TEXT TO READ >>
----

Cisco QoS 3 - Rate Limiting - Policing, Shaping

Traffic Rate Management - Policing and Shaping

Both methods, policing and shaping, do the same thing but in different ways. Their purpose is to limit the bandwidth for certain traffic, i.e., to set the maximum data flow that the traffic cannot exceed. However, they do not guarantee minimum bandwidth for traffic.

• Class-Based Policing - limits traffic by dropping packets that would exceed the bandwidth, or it can re-mark them. We can limit bandwidth on the input or output of the interface.
• Class-Based Shaping - unlike policing, shaping primarily doesn't drop packets, but queues them, based on the assumption that the flow is bursty, so shaping spreads it over a longer time. It can shape traffic on the output of the interface.

Note: As mentioned earlier, I'm describing newer Class-Based methods. Previously, the Committed Access Rate (CAR) method was used for policing, where the port was configured directly. And Generic Traffic Shaping (GTS) for shaping.

Briefly, the results of both methods are shown in the following graphs. The first graph shows normal data flow and the red line shows the maximum bandwidth to which we want to limit the traffic. Policing cuts off peaks that exceed the limit. Whereas shaping makes better use of the available bandwidth by spreading it over time.

Class-Based Policing

It uses an algorithm called Token Bucket. The algorithm states that in a given time, only a given volume of bytes can be transferred.

Note: Older switches used the Leaky Bucket algorithm.

----

DATA RECORDS >>

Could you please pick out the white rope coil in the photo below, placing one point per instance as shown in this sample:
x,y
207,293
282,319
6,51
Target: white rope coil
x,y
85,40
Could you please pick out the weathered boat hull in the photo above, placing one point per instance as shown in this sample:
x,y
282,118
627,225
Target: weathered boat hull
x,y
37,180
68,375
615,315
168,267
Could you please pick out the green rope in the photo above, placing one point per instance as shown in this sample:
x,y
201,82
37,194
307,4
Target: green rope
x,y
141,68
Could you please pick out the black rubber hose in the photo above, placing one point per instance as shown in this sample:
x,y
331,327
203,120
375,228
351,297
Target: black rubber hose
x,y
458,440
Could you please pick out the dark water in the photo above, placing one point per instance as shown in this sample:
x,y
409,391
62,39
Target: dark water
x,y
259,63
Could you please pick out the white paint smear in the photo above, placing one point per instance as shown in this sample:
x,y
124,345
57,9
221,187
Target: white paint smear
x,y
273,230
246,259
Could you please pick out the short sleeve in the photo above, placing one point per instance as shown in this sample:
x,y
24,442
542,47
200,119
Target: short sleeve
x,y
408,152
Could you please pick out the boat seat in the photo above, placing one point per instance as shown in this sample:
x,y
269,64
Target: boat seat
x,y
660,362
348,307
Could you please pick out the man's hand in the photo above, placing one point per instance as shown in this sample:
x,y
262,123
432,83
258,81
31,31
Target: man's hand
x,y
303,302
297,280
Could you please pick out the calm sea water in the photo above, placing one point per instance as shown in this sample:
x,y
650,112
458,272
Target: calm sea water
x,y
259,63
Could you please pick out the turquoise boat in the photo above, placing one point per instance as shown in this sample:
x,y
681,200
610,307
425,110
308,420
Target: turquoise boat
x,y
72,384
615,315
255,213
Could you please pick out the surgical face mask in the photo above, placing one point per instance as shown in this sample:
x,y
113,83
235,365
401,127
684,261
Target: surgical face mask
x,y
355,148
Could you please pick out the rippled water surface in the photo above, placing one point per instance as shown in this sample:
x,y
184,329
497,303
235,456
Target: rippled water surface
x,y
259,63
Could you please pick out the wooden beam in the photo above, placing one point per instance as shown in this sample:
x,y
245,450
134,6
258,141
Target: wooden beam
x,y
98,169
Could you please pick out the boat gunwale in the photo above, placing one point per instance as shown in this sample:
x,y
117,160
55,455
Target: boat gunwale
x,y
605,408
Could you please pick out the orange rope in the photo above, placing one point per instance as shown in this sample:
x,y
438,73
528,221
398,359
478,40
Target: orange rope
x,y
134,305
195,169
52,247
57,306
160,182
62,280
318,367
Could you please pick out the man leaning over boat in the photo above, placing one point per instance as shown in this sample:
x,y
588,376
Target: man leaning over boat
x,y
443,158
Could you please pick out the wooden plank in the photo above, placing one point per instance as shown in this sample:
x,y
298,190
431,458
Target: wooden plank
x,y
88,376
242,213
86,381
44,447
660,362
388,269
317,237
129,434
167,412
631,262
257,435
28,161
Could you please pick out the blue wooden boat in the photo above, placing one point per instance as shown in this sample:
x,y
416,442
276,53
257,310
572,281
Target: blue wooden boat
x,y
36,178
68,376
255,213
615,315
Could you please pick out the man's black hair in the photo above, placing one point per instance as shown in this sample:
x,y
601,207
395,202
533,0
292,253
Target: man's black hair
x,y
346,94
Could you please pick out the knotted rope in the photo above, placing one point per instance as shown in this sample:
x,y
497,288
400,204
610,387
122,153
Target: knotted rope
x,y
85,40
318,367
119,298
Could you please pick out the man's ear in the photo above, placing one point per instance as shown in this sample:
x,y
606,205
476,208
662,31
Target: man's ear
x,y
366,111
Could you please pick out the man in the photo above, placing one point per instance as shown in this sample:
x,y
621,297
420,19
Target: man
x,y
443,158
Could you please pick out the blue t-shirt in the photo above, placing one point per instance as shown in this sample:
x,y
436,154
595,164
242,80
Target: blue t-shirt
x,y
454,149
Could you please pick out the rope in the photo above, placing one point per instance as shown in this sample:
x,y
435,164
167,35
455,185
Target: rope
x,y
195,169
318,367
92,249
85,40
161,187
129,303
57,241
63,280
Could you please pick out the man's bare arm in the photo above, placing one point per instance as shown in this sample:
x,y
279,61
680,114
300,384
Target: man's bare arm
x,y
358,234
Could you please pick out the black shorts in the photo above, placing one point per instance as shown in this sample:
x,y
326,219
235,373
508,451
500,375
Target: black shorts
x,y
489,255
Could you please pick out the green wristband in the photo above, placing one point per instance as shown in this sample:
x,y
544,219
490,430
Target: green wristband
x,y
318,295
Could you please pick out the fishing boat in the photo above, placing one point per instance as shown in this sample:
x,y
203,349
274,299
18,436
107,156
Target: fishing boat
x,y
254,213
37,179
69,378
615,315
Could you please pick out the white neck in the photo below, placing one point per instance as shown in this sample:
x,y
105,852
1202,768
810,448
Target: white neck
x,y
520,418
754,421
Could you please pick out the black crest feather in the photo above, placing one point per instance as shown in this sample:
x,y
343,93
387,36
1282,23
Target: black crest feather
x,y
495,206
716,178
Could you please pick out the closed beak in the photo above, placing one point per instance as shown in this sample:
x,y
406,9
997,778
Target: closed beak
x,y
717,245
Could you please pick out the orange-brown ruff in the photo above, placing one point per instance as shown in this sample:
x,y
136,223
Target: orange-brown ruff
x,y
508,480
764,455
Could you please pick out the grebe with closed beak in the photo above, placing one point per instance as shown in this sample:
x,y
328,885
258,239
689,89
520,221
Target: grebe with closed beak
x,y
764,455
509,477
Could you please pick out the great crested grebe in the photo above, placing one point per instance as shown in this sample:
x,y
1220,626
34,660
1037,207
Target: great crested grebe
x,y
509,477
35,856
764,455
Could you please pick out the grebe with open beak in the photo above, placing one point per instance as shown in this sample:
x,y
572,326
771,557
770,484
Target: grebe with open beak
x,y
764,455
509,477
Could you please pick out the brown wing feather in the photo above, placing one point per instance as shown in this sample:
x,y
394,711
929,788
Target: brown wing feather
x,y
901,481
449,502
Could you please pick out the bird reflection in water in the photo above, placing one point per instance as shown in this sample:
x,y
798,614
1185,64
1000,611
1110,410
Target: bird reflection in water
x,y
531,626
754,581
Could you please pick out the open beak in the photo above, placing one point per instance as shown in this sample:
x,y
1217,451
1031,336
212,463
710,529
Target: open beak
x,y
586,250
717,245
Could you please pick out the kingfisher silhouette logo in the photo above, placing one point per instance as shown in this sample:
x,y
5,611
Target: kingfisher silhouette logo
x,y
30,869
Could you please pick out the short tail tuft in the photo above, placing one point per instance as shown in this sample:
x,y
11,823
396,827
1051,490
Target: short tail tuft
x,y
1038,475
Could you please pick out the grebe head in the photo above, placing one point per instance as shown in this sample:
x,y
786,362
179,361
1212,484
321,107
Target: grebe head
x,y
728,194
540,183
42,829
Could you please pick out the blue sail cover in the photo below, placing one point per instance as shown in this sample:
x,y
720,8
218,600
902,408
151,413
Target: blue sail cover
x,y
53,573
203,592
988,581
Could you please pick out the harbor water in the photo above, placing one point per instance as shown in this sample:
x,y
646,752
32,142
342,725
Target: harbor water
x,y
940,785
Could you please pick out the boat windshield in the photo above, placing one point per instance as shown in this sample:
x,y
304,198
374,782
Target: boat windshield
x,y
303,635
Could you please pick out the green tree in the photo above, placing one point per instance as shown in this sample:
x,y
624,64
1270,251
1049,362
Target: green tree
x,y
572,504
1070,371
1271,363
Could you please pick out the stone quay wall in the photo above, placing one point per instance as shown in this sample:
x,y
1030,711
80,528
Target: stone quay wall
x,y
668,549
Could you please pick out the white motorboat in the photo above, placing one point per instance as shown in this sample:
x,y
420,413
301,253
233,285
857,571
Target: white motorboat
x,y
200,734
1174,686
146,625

----

SET EXERCISE A >>
Summarize the text on policing and shaping in two sentences.
SET EXERCISE B >>
Continue the text on policing and shaping, starting after its last sentence.
The rows play no part in what follows.

TASK RESPONSE A >>
Policing and shaping both limit bandwidth by setting a maximum data flow that traffic cannot exceed, though neither guarantees a minimum. Class-Based Policing drops or re-marks packets that would exceed the bandwidth and uses the Token Bucket algorithm, while Class-Based Shaping mainly queues packets so that bursty flow is spread over a longer time.

TASK RESPONSE B >>
Token Bucket algorithm

The Token Bucket algorithm is described using the following analogy. We have a bucket, into which tokens are added at a specified rate (burst rate or average traffic rate or CIR). The bucket has a certain size (burst size Bc), when it's full, incoming tokens are discarded. When a packet arrives, tokens are removed from the bucket (1 token for 1 byte of the packet) and conform-action is performed (usually the data is sent). If there aren't enough tokens in the bucket, exceed-action is applied to the packet (usually dropping).

From the description, it follows that this algorithm allows bursts of data to be transferred with a maximum size of Bc, but it depends on previous communication. Similarly, subsequent communication is affected to the average rate of CIR. In other words, we can transfer data at an average rate of CIR and transfer Bc bytes extra in bursts. The following image schematically shows the function of the algorithm.

The Token Bucket algorithm is used in two versions:

• single token bucket - described above, has one threshold and two actions
• dual token bucket - adds a second threshold (higher) and a new action violate-action (when exceeding the new threshold). It's used to determine that we can send certain traffic, under higher load we can still send traffic but with reduced priority, and drop additional traffic.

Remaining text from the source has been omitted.